**Requirements:**
Continue the section on the Society of Tracking Parts tracker's structure from where it stops.

**Document section:**
3 The Tracker Structure, Function and Learning

Tracker Structure: At the structural level, the Society of Tracking Parts (STP) has two pathways: FilterParts and ConvNetPart (Fig. 2). The first pathway is formed of smaller object parts that are linear classifiers over activation maps, from a pre-learned convolutional net. The ConvNetPart pathway is a deep convolutional net, with the same structure as the first pathway up to a given depth. Now we present the actual CNNs structures of the two pathways:

The ConvNetPart is a fully convolutional network, where the first part (common as architecture with FilterParts features extractor) has 7 convolutional layers, with 3 \(\times \) 3 filters (each followed by ReLU) and 2 maxpooling layers (2 \(\times \) 2). It is inspired from the VGG architecture [31]. The second part, is composed of 4 convolutional layers with 3 \(\times \) 3 filters, having the role to gradually reduce the number of channels and computing the segmentation mask for object center prediction. We could have tested with different, more recent architectures, but in our experiments this architecture was strong enough.

Fig. 2.
figure 2

STP overview: The tracker functions as a society of parts. It combines the vote for center maps from all parts over two main pathways, FilterParts and ConvNetPart. The two pathways are learned differently. The FilterParts classifiers once learned are fixed individually but adapt as a group. The ConvNetPart is trained end-to-end with back-propagation over unsupervised tracker outputs from previous highly confident frames (HCFs).

**Extracted entries:**
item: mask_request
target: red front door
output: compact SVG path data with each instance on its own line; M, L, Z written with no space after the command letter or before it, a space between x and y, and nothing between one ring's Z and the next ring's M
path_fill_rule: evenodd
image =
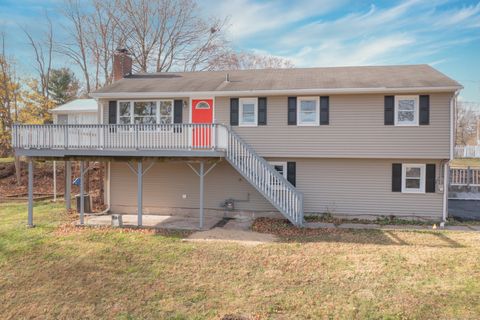
M191 108L192 123L200 124L193 128L192 145L194 147L210 148L213 99L192 99Z

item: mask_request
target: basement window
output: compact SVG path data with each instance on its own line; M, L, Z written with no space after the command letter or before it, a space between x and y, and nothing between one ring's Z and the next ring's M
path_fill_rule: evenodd
M425 193L425 165L403 164L402 192Z

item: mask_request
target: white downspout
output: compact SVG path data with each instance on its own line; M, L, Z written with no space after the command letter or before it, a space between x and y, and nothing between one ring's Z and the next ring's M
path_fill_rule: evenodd
M107 208L100 212L100 214L106 214L110 211L110 162L107 163L107 183L105 185L105 192L107 193Z
M450 99L450 159L443 164L443 214L441 227L445 226L448 218L448 187L450 182L450 161L455 158L455 137L457 123L457 97L459 90L455 91Z

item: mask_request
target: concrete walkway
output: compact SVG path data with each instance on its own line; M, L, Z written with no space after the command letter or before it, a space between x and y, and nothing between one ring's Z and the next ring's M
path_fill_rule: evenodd
M451 231L480 231L480 225L470 226L449 226L437 227L426 225L380 225L375 223L341 223L333 224L326 222L307 222L305 228L317 229L317 228L339 228L339 229L375 229L375 230L451 230Z

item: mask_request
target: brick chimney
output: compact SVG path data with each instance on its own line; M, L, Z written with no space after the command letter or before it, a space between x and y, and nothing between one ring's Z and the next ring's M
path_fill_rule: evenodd
M113 81L132 74L132 58L127 49L117 49L113 54Z

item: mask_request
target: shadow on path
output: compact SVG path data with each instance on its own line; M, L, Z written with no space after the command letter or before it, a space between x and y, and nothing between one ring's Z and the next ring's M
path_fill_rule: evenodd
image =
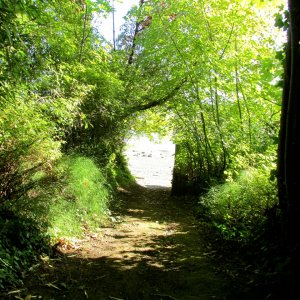
M119 193L114 222L32 272L40 299L228 299L190 211L162 187ZM14 298L11 298L14 299Z

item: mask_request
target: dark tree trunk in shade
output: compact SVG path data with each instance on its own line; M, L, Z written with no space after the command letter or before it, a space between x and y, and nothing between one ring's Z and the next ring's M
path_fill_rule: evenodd
M299 246L300 229L300 1L289 0L289 32L278 148L278 188L285 241ZM298 247L297 247L298 248Z

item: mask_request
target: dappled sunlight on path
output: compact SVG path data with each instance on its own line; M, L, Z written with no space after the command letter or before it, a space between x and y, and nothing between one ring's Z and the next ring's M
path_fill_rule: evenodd
M151 149L151 157L142 149L130 150L130 168L141 178L119 189L110 222L68 247L61 245L61 254L28 278L27 295L48 300L229 299L228 282L208 257L203 229L190 207L170 196L173 150L162 154L158 146L157 155ZM160 177L159 168L166 166Z

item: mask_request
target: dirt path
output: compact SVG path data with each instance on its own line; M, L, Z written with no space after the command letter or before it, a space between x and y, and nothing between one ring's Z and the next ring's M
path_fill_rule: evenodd
M193 216L168 189L120 191L114 222L32 273L38 299L227 299ZM30 299L30 298L29 298Z
M62 254L33 268L19 299L229 299L191 209L162 187L170 186L174 148L149 145L127 151L139 184L119 191L111 223L61 241Z

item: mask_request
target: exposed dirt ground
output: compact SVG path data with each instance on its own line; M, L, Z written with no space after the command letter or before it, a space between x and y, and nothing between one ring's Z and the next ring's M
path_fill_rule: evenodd
M136 185L121 190L120 199L109 227L70 247L62 244L63 255L32 272L23 295L227 299L228 283L209 259L201 228L168 189Z
M62 253L33 268L26 288L9 299L229 299L204 229L170 197L174 147L141 145L127 151L138 184L120 189L109 225L62 240Z

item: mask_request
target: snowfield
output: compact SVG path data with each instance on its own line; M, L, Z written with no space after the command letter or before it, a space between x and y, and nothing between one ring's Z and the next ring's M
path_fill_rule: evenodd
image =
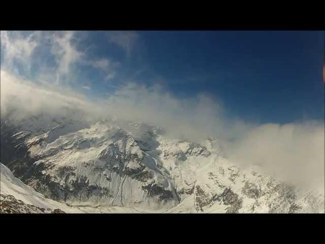
M13 126L14 125L14 126ZM322 189L298 189L240 168L218 138L194 142L161 128L75 115L2 123L1 194L72 212L324 212ZM27 186L26 185L28 185Z

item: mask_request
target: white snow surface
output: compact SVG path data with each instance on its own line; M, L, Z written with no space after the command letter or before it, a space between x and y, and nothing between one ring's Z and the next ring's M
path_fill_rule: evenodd
M324 212L323 189L291 187L257 166L240 168L222 155L225 143L218 138L194 143L170 138L161 128L144 123L83 122L45 115L27 120L13 136L24 138L32 156L41 156L35 164L55 166L46 173L57 175L57 167L72 167L90 184L113 193L108 198L76 200L69 202L75 206L71 207L45 198L2 164L2 194L36 206L67 212ZM127 157L137 159L126 162ZM137 169L139 161L152 180L173 193L172 200L164 203L153 200L141 189L143 182L105 168L108 162L116 162L114 167L118 167L122 162L125 168ZM233 197L230 201L224 197L229 190Z

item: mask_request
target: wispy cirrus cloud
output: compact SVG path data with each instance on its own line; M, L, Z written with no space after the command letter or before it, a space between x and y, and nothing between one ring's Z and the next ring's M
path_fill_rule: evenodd
M53 44L51 51L58 64L58 75L68 74L70 66L74 63L84 58L84 53L77 50L72 44L74 32L55 33L53 35Z
M3 65L11 66L13 62L18 61L29 67L33 51L38 45L38 33L35 32L23 37L19 32L2 30L2 52L5 56Z
M1 69L12 71L17 69L18 63L26 70L25 73L20 74L28 76L32 66L37 76L33 77L34 80L42 80L43 83L47 81L56 84L72 84L74 80L80 82L78 77L80 72L76 72L78 68L80 70L79 65L97 70L99 72L96 76L101 80L115 77L120 63L109 57L99 58L89 55L85 51L87 45L82 48L78 46L89 37L79 34L74 31L2 31ZM94 45L86 41L90 45Z
M131 54L132 49L138 41L139 36L135 32L112 31L107 33L108 41L123 48L127 57Z
M103 72L105 80L113 78L116 74L116 69L120 65L119 62L113 62L108 58L90 60L88 61L88 64L95 69Z

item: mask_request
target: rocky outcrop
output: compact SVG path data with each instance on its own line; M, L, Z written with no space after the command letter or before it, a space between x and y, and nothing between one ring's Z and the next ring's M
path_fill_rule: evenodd
M61 209L51 209L25 203L10 195L0 194L1 214L65 214Z

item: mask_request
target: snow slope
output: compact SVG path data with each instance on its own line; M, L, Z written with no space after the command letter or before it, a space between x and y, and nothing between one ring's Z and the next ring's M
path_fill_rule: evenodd
M194 142L167 136L161 128L144 123L45 114L2 131L9 148L15 148L11 154L21 151L25 157L8 162L15 174L74 209L324 212L323 189L298 189L257 166L240 168L223 155L226 144L218 138ZM37 194L25 200L37 203Z
M82 211L72 208L66 204L46 198L31 187L25 185L16 178L6 166L0 163L0 193L2 195L13 196L16 199L22 201L27 204L44 208L52 209L59 208L68 213L82 213Z

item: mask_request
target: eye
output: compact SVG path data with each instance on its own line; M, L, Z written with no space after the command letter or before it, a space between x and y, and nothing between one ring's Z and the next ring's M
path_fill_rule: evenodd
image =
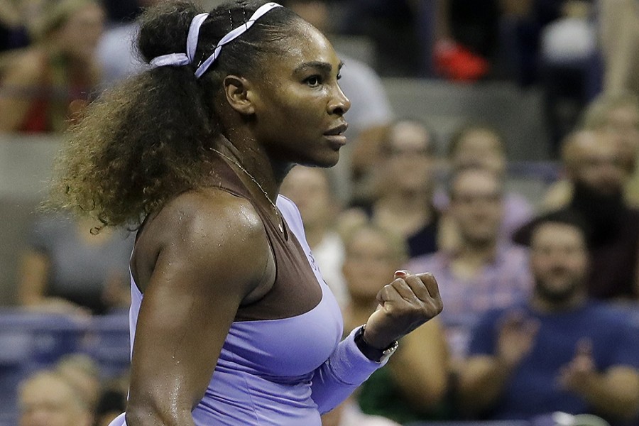
M317 87L322 84L322 77L319 75L312 75L304 80L304 82L310 87Z

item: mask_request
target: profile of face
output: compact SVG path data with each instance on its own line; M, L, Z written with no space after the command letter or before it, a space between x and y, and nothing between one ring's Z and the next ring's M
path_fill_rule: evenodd
M283 163L330 167L346 143L351 104L338 84L342 62L317 28L301 19L250 82L258 140Z
M454 170L479 167L501 175L506 169L506 155L499 136L479 127L464 134L450 161Z
M530 236L530 268L539 296L550 302L569 298L581 289L588 271L583 232L560 222L538 225Z
M329 16L328 5L325 0L287 0L283 5L320 31L327 31Z
M77 60L89 60L102 35L104 19L102 8L89 3L72 13L52 38L65 54Z
M382 192L430 194L435 183L432 143L421 124L408 120L394 124L383 147Z
M568 144L564 156L574 180L604 195L621 191L626 175L614 141L602 132L584 131Z
M19 392L19 426L89 426L90 411L60 376L42 373L28 379Z
M345 248L342 273L351 297L374 303L378 292L401 267L403 259L389 237L371 226L355 231Z
M297 206L305 227L326 226L337 212L336 201L324 169L294 167L282 182L280 193Z
M451 183L449 211L462 241L474 244L496 241L503 217L501 181L486 170L459 172Z

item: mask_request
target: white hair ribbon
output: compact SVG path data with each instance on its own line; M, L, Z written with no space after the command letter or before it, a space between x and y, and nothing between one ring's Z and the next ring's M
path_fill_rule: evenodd
M154 58L151 61L151 65L155 67L163 67L165 65L173 65L181 67L187 65L193 62L195 55L195 49L197 48L197 39L200 37L200 27L204 20L208 18L208 13L200 13L195 15L189 26L189 35L187 36L187 53L169 53Z
M255 13L251 16L248 21L239 27L234 28L226 36L222 37L215 47L213 53L195 70L195 77L200 78L207 72L207 70L209 69L211 64L215 62L215 60L219 56L223 45L230 43L244 34L253 26L256 21L276 7L282 7L282 6L273 2L263 4L255 11ZM189 26L189 34L187 37L186 53L170 53L168 55L163 55L151 60L151 65L155 67L163 67L165 65L179 67L193 63L193 57L195 55L195 50L197 48L197 39L200 37L200 27L202 26L202 23L204 23L204 20L208 16L208 13L200 13L199 15L196 15L193 18L193 20L191 21L191 25Z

**Answer to the problem:**
Tracking by Co-occurrences of Part Votes: The tracker always chooses as its next move at time t, the place (the center of the bounding box) \(l_{t+1}\) where there is the largest accumulation of votes in \(P_t\), its final object center prediction map. For each filter part i, along the FilterParts pathway, there is an activation map \(F_{ti}\), computed as the response of the classifier \(c_i\) corresponding to that part over the search region. The activation maps of filter parts are each shifted with the part displacement from object center and added together to form the overall \(F_t\). When all filter parts are in strong agreement, all votes from \(F_t\) focus around a point. For the second pathway, the object center prediction map \(C_t\) is the output of the ConvNetPart network, given the same image crop input as to FilterParts. After smoothing \(F_t\) with a small Gaussian filter, it is added to \(C_t\). The final prediction map \(P_t\) is then obtained by multiplying pixelwise the linear combination of \(C_t\) and \(F_t\), with a center uncertainty mask \(M_c\), around the center in the previous frame. \(M_c\) is a circular soft mask, with exponential decay in weights, as the distance from the previous center prediction increases. Thus, \(P_t = (\alpha F_t + (1-\alpha ) C_t)\cdot M_c\), where \(\cdot \) denotes pixelwise multiplication. \(M_c\) encourages small center movements at the expense of large, sharp, abrupt ones. The maximum in \(P_t\) is chosen as the next center location \(l_{t+1}\).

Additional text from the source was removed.